Right, I think I have my first approximation for the perfectly spherical, homogeneous, incompressible sphere of water at the triple point - I've derived a function that equates mass into surface acceleration (g). It's not pretty. I'll use the caret (^) to signify raising to a power. First the preamble:
1. Density (should be symbol
rho, but I can't be bothered to find it):
rho = m/v
2. Volume of a sphere:
v = 4/3 . pi . r^3
3. General equation for (magnitude) of force:
F = m.a
4. (Magnitude) of force between two masses at a distance r from their centres of mass:
F = G . m1 . m2 /r^2
5. Rearranging (1) for
m and substituting (2) for
v:
m = 4/3 . pi . rho . r^3
6. Rearranging (5) for
r:
r = ( 3 . m / 4 . pi . rho)^1/3
7. Rearranging (3) for
a and substituting (4) for
F and letting
m1 be the mass of the body of water (
m) and
m2 the mass upon which
F is being calculated (note that
m2 is cancelled out in the substitution):
a = G . m / r^2
8. Substitute (6) for r:
a = G . m / ( 3 . m / 4 . pi . rho) ^ 2/3
So, from (6) and (8) we can calculate the radius and surface acceleration due to gravity of our hypothetical planetary blob of water, given that
G and
pi are constant and
rho is too when our water is magically incompressible and not given to changing phase under inordinate pressure.

★ ★ ★ ★ ★

◆ Prompt A
Convert the rows below, everything from the first row down to the line containing "<point>658,76</point>", into a Markdown table with the columns No. and Entry, numbering each line and omitting blank lines.

◆ Data supplied
★ ★ ★ ★ ★

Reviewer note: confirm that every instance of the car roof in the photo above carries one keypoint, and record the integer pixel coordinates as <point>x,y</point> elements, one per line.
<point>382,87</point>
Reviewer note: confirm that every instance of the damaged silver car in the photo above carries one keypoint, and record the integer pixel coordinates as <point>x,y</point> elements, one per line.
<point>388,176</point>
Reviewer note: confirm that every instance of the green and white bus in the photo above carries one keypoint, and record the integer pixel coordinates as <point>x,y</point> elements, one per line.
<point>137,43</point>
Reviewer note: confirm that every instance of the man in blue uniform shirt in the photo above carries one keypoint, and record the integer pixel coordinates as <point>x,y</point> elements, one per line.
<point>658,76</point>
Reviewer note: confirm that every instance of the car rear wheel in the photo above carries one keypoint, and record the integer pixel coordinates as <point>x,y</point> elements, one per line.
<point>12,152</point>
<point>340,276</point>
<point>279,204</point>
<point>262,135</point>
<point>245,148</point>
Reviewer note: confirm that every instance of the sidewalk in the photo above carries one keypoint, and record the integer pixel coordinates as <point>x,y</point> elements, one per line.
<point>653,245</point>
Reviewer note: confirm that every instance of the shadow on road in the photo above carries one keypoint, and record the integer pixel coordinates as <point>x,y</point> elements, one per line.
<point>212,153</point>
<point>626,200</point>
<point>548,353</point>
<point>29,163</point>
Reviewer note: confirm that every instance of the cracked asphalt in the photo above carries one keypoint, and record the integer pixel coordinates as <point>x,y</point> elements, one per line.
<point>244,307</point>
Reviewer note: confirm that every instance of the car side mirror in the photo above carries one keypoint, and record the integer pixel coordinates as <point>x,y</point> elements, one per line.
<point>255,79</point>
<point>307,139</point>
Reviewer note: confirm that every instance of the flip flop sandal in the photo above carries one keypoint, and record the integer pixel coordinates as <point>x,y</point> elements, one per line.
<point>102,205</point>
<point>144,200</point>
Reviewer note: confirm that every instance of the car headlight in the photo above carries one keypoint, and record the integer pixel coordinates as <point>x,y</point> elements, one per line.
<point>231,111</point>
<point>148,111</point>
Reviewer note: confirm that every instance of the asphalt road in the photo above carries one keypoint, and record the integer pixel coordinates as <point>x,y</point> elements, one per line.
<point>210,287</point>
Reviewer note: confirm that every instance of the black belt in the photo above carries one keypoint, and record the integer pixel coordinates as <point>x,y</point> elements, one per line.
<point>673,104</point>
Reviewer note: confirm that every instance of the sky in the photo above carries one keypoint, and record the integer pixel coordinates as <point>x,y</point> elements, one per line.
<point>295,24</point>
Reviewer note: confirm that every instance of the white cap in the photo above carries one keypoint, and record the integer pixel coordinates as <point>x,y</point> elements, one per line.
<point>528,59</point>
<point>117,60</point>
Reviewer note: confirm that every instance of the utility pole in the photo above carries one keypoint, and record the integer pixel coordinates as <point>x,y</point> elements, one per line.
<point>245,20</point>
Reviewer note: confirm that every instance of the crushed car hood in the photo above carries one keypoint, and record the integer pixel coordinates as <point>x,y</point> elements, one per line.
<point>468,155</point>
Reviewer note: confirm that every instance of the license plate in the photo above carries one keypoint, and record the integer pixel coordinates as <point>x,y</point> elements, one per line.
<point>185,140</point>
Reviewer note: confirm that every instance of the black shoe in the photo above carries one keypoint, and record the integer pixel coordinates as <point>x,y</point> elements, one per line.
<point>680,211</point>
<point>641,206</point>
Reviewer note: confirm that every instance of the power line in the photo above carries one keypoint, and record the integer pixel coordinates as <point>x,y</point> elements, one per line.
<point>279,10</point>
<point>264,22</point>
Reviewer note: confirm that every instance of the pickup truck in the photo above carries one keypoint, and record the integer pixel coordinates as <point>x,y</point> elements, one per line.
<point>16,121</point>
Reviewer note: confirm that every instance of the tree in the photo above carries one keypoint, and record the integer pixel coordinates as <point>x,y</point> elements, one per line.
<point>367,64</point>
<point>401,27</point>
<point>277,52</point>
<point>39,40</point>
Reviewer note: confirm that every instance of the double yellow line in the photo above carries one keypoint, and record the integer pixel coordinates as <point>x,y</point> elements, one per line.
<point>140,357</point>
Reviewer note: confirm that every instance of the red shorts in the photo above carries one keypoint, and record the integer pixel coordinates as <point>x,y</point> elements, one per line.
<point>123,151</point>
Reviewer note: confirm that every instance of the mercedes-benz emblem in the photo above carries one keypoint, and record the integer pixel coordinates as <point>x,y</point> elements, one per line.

★ ★ ★ ★ ★

◆ Prompt B
Continue the post deriving surface gravity for a sphere of water from where it stops.

◆ Expected answer A
| No. | Entry |
|---|---|
| 1 | Reviewer note: confirm that every instance of the car roof in the photo above carries one keypoint, and record the integer pixel coordinates as <point>x,y</point> elements, one per line. |
| 2 | <point>382,87</point> |
| 3 | Reviewer note: confirm that every instance of the damaged silver car in the photo above carries one keypoint, and record the integer pixel coordinates as <point>x,y</point> elements, one per line. |
| 4 | <point>388,176</point> |
| 5 | Reviewer note: confirm that every instance of the green and white bus in the photo above carries one keypoint, and record the integer pixel coordinates as <point>x,y</point> elements, one per line. |
| 6 | <point>137,43</point> |
| 7 | Reviewer note: confirm that every instance of the man in blue uniform shirt in the photo above carries one keypoint, and record the integer pixel coordinates as <point>x,y</point> elements, one per line. |
| 8 | <point>658,76</point> |

◆ Expected answer B
Ideally, rearrange (8) to get m as a function of a and you can simply throw in whatever surface acceleration you want and get the mass required, but just playing around with these (plugging 999.84 kg/m^3 for
rho at the triple point, 6.67384x10^-11 m^3 kg^-1 s^-2 for
G), I get that a 100,000km diameter blob of water under these conditions would mass 5.2352x10^26kg and exert a surface acceleration due to gravity of 13.98 m/s^2.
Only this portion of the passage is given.